*Problem requirements*
Your task is to copy each line in the listing that includes the word "sill".

*Task data*
---
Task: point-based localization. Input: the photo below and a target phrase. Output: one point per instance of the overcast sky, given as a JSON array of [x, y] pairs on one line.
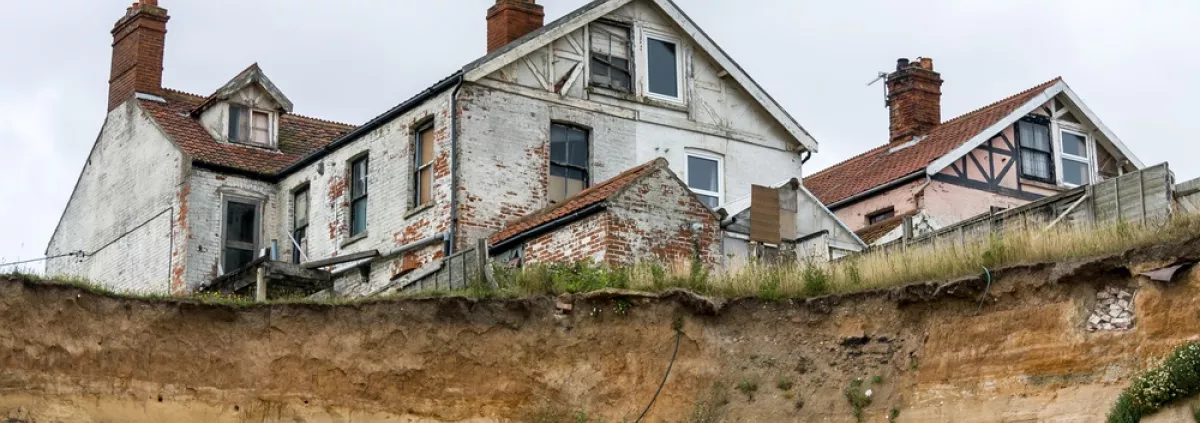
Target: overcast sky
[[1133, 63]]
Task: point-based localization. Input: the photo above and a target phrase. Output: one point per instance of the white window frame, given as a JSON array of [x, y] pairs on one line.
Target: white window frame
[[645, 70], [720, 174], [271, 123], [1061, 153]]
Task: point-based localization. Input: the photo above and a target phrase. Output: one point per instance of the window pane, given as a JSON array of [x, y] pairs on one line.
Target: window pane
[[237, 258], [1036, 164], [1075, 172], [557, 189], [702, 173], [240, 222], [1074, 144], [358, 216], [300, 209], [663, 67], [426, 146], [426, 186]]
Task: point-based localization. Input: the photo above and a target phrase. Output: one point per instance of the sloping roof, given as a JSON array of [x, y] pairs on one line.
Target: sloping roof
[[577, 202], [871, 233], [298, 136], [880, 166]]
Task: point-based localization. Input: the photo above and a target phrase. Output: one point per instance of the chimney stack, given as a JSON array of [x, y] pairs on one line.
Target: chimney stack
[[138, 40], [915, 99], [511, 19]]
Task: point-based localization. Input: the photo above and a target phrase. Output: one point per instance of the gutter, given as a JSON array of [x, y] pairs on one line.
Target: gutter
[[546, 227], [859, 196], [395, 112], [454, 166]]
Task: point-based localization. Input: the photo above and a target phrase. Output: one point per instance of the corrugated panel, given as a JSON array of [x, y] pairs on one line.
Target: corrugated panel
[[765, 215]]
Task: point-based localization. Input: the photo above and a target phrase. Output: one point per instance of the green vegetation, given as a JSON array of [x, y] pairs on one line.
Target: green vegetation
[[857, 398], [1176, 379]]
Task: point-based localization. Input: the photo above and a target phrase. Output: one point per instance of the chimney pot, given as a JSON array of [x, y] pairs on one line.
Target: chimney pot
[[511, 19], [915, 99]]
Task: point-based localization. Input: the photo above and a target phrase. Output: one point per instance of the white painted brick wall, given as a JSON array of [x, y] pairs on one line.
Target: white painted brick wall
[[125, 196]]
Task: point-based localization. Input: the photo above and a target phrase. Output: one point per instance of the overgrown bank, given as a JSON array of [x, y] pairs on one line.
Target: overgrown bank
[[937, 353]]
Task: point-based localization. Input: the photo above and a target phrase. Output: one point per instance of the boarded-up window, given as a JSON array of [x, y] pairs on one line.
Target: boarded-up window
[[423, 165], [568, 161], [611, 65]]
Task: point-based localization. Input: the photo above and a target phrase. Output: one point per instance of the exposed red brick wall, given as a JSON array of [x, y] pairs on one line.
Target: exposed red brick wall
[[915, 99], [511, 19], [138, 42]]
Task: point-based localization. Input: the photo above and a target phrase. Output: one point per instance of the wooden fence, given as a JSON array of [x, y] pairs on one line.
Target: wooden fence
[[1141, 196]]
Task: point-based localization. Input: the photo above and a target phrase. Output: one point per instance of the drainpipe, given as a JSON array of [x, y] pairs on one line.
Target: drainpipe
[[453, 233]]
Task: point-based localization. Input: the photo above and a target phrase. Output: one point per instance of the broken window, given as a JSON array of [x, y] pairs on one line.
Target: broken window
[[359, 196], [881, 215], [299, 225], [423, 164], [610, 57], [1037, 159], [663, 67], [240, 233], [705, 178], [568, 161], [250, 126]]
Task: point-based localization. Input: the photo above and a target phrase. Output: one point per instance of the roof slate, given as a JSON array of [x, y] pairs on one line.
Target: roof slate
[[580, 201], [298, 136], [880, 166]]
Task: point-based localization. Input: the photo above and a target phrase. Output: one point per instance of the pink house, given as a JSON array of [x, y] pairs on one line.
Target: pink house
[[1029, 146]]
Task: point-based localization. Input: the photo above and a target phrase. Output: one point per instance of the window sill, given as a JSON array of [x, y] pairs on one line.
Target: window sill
---
*Solution below*
Task: point-based localization. Input: the photo above and a target phrase. Output: one point per instance of the window sill, given as a JSON array of [x, y] pairs on one line.
Target: window sill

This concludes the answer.